- **Provided text**:

You should breakfast like a king, the old adage goes. But the most important meal of the day does not exist for half a million children across the UK. This is a figure that Carmel McConnell will not settle for. Over the past 15 years, she has been delivering breakfast to schoolchildren, to stop hunger being a barrier to education.

Sitting at a child-height canteen table with fixed stools in Surrey Square Primary School’s hall, in south-east London, at 8am, Ms McConnell is deep in conversation with children who are brandishing their breakfast-club favourite, jam-smeared bagels.

The children are eating a Magic Breakfast. “What do you think about the breakfast? How can we get more of your friends to come?” I hear her ask, nodding along with the advice.

It was while she was researching whether we now lived in a richer and fairer society for her book Change Activist in the year 2000, that five Hackney headteachers each told her in turn that they were having to bring in breakfast food to feed pupils who were too hungry to learn.

“It just floored me. Children being hungry in Hackney? Hang on!” she says, still apparently finding it hard to believe.

Steering clear of any judgement about the route to poverty, she is matter-of-fact: “You cannot have hunger in a rich society. That is a wrong thing, and particularly when it stops education.” She considers education the “foundation stone” for building a successful life. And this belief drove her to buy and deliver breakfast to the schools every week. “I’m not from education. I’m not a nutritionist. I thought, what can I do?”

- **Given information**:
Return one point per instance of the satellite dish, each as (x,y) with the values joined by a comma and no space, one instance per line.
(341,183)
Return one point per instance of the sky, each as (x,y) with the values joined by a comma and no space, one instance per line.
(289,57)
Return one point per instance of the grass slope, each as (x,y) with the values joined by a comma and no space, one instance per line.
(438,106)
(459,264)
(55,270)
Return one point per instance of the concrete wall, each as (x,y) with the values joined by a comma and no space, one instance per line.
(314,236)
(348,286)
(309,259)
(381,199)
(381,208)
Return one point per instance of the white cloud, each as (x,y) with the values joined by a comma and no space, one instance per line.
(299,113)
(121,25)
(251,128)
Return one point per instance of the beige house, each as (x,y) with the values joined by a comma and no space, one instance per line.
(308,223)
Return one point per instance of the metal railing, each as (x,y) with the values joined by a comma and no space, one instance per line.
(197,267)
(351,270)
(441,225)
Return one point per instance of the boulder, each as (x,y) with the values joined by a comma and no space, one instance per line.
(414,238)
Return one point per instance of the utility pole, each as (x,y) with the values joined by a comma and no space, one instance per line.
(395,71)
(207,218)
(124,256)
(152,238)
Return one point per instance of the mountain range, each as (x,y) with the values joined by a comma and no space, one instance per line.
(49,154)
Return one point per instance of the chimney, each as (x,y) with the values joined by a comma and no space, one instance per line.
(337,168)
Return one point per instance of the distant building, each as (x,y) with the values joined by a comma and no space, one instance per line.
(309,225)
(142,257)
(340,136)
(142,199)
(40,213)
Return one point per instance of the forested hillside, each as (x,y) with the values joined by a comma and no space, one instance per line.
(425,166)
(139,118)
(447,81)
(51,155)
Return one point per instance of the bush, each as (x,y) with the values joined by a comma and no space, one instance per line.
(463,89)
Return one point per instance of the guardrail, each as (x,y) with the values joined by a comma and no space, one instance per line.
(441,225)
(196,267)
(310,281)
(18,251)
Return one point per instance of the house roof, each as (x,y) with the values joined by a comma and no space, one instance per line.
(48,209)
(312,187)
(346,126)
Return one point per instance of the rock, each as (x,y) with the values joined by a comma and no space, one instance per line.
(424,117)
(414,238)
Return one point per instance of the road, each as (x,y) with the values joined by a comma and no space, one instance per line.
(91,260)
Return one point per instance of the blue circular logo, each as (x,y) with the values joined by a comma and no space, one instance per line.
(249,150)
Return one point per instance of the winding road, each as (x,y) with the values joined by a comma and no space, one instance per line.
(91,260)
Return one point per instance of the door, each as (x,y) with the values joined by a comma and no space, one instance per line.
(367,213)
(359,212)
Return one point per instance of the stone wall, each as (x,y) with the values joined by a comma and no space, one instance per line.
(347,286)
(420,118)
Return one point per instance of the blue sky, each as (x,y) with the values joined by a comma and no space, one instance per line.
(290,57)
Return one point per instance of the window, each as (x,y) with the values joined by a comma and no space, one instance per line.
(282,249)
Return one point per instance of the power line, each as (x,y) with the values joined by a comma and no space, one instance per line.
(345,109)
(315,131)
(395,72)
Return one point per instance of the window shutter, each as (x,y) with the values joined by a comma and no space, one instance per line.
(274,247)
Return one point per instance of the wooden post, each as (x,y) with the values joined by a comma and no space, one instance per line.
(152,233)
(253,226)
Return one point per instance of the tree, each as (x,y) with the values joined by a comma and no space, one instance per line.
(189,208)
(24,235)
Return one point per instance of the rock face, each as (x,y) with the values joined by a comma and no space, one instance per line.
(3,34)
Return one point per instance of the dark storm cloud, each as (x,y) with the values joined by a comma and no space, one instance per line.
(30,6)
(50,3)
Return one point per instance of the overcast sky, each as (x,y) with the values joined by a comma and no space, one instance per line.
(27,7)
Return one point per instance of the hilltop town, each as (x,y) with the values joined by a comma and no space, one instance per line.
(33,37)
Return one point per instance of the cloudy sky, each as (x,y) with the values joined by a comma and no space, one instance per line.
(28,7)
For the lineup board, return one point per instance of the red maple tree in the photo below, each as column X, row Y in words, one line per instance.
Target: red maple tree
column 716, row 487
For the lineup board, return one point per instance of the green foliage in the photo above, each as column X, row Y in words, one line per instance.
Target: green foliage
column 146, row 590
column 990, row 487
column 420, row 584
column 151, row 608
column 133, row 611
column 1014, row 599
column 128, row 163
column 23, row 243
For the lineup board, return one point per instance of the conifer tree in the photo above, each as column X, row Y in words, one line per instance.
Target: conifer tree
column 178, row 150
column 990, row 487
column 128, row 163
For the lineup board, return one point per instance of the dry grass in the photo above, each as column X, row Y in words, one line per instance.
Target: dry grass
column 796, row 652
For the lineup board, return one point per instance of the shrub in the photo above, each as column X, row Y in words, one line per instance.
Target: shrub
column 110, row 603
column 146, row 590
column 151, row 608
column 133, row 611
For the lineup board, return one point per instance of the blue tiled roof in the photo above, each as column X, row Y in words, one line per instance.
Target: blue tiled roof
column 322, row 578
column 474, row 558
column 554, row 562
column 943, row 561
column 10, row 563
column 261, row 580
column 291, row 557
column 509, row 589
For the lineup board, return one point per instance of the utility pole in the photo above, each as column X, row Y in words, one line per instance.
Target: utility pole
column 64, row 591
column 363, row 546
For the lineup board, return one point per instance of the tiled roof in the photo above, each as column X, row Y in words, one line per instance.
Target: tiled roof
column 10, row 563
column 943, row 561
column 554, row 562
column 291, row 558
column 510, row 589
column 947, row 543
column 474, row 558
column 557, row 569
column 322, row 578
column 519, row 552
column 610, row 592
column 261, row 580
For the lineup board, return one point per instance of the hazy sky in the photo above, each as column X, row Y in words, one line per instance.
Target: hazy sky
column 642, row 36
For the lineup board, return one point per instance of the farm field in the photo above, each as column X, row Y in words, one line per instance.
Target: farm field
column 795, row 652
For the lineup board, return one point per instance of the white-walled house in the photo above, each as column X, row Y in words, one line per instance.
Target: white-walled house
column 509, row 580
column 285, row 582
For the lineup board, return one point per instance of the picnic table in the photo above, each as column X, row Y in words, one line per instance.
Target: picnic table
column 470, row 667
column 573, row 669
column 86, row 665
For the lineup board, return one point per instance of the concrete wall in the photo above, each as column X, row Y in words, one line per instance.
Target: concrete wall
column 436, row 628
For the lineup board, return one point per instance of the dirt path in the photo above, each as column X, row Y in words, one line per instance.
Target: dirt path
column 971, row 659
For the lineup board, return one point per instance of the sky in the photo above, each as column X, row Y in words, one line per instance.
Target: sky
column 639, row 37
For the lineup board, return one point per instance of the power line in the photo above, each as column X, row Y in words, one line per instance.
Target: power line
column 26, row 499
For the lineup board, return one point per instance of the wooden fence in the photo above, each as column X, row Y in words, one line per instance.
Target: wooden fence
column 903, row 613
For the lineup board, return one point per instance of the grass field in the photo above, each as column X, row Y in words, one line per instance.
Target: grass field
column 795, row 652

- **Objective 1**: According to the breakfast-club article, why did Carmel McConnell begin buying and delivering breakfast to schools? Answer in one to three sentences.
- **Objective 2**:
Answer these from the breakfast-club article:
(a) How many children across the UK go without breakfast?
(b) What breakfast-club favorite are the children at Surrey Square Primary School holding?
(c) How long has Carmel McConnell been delivering breakfast to schoolchildren?
- **Objective 3**: Which places does the breakfast-club article name? List every one.

- **Final result 1**: While researching her book Change Activist in 2000, five Hackney headteachers told her they were bringing in breakfast food because pupils were too hungry to learn. She believes hunger is wrong in a rich society, especially when it stops education, which she calls the "foundation stone" of a successful life.

- **Final result 2**:
(a) Half a million.
(b) Jam-smeared bagels.
(c) 15 years.

- **Final result 3**:
- The UK
- Surrey Square Primary School
- South-east London
- Hackney